··· Text section ···

Program

Digital Humanities: Cooperative Agreements and Special Projects (Digital Humanities)

Period of Performance

2/1/2021 - 10/31/2023

Funding Totals

$149,650.00 (approved)
$135,691.00 (awarded)


Machines Reading Maps: Finding and Understanding Text on Maps

FAIN: HC-278125-21

University of Southern California (Los Angeles, CA 90089-0012)
Deborah Ann Holmes-Wong (Project Director: August 2020 to present)
Yao-Yi Chiang (Co Project Director: October 2020 to present)

The development of a workflow that would use advanced machine learning and annotation tools to extract and annotate text on maps across large historic map collections. The UK partner, The Alan Turing Institute, is requesting £199,942 from the Arts and Humanities Research Council.

··· Entries ···

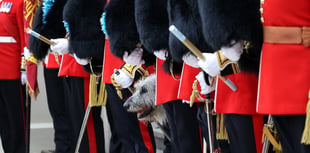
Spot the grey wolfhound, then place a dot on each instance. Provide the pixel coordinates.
(142, 101)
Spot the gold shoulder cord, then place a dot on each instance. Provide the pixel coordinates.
(131, 71)
(171, 71)
(94, 98)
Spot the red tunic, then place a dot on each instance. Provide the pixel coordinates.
(110, 63)
(52, 62)
(188, 77)
(166, 85)
(11, 27)
(242, 101)
(285, 68)
(69, 67)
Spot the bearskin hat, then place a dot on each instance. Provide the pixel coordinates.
(184, 14)
(121, 26)
(82, 21)
(225, 21)
(47, 22)
(152, 23)
(84, 29)
(122, 29)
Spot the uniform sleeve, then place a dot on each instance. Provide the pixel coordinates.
(20, 23)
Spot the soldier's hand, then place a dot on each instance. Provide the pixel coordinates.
(23, 77)
(205, 89)
(61, 46)
(233, 52)
(210, 64)
(161, 54)
(135, 57)
(122, 78)
(190, 60)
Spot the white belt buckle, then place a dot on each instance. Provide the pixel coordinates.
(7, 39)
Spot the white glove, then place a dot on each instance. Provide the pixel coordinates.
(234, 52)
(210, 64)
(190, 60)
(122, 78)
(205, 89)
(26, 53)
(23, 77)
(161, 54)
(46, 59)
(81, 61)
(135, 57)
(61, 46)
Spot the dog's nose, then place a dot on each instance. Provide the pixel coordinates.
(126, 106)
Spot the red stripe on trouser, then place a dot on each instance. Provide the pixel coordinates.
(146, 137)
(258, 123)
(90, 123)
(200, 133)
(23, 111)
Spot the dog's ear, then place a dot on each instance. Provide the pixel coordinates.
(152, 23)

···

Your instructions.
Reproduce the Machines Reading Maps grant listing in full, word for word.

Output.
Program

Digital Humanities: Cooperative Agreements and Special Projects (Digital Humanities)

Period of Performance

2/1/2021 - 10/31/2023

Funding Totals

$149,650.00 (approved)
$135,691.00 (awarded)


Machines Reading Maps: Finding and Understanding Text on Maps

FAIN: HC-278125-21

University of Southern California (Los Angeles, CA 90089-0012)
Deborah Ann Holmes-Wong (Project Director: August 2020 to present)
Yao-Yi Chiang (Co Project Director: October 2020 to present)

The development of a workflow that would use advanced machine learning and annotation tools to extract and annotate text on maps across large historic map collections. The UK partner, The Alan Turing Institute, is requesting £199,942 from the Arts and Humanities Research Council.